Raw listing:
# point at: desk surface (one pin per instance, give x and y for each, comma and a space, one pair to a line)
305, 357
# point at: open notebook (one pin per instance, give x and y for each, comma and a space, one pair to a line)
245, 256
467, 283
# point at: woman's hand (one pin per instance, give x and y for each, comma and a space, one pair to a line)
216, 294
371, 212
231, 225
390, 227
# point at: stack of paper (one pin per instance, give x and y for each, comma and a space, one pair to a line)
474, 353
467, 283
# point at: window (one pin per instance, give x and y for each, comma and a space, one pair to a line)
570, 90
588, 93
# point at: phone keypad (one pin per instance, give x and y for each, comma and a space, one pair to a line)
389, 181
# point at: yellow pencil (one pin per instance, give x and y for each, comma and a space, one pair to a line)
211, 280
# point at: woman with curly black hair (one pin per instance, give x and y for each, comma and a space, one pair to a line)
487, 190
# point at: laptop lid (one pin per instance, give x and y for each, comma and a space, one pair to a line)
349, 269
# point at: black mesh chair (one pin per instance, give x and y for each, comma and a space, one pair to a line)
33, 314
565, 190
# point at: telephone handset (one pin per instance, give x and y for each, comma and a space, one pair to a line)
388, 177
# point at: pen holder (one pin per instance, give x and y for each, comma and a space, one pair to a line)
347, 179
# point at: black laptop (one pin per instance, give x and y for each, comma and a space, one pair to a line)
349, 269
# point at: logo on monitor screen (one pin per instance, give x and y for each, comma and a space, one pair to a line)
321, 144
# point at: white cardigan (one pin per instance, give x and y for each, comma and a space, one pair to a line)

» **Set problem**
Format the whole listing above as a numbered list, one entry per line, leaving out any blank lines.

» **Response to the exercise**
1. # point at: desk surface (one pin per instance, give x and y for each, comma and a space, one pair to a line)
2. 305, 357
3. # point at: open notebook (one pin per instance, give x and y for each, comma and a space, one pair to a line)
4. 245, 256
5. 467, 283
6. # point at: woman's hand (one pin per instance, give x and y for each, comma and a space, one pair to a line)
7. 216, 294
8. 371, 212
9. 231, 225
10. 390, 227
11. # point at: stack of paper (one pin per instance, give x and y for each, comma and a space, one pair to a line)
12. 474, 353
13. 467, 283
14. # point at: window (one pin per instance, give x and y for each, comma and a space, one pair to a line)
15. 570, 90
16. 588, 93
17. # point at: phone keypad (one pin per instance, give x and y for each, comma and a space, one pair to a line)
18. 389, 181
19. # point at: yellow pencil (one pin per instance, give x and y for each, comma and a space, one pair to a line)
20. 211, 280
21. # point at: woman with curly black hair (one pin per instance, give x and y for each, comma and a space, one pair to a line)
22. 487, 190
23. # point at: laptop lid (one pin per instance, give x and y for each, comma and a space, one pair to a line)
24. 349, 269
25. # point at: black mesh chair (one pin per instance, give x and y for each, comma and a space, one pair to a line)
26. 33, 314
27. 565, 190
28. # point at: telephone handset (one pin per instance, give x and y for each, comma and a space, one pair to a line)
29. 388, 177
30. # point at: pen holder (one pin per instance, give x and y for each, comma and a space, one pair to a line)
31. 347, 179
32. # point at: black laptop (one pin per instance, give x and y for each, comma and a space, one pair to a line)
33. 349, 269
34. # point at: logo on monitor screen (one pin per instance, give x and y for each, comma and a space, one pair to a line)
35. 321, 144
36. # point at: white cardigan (one pin per instance, give x and y for each, comma and a space, one pair to a line)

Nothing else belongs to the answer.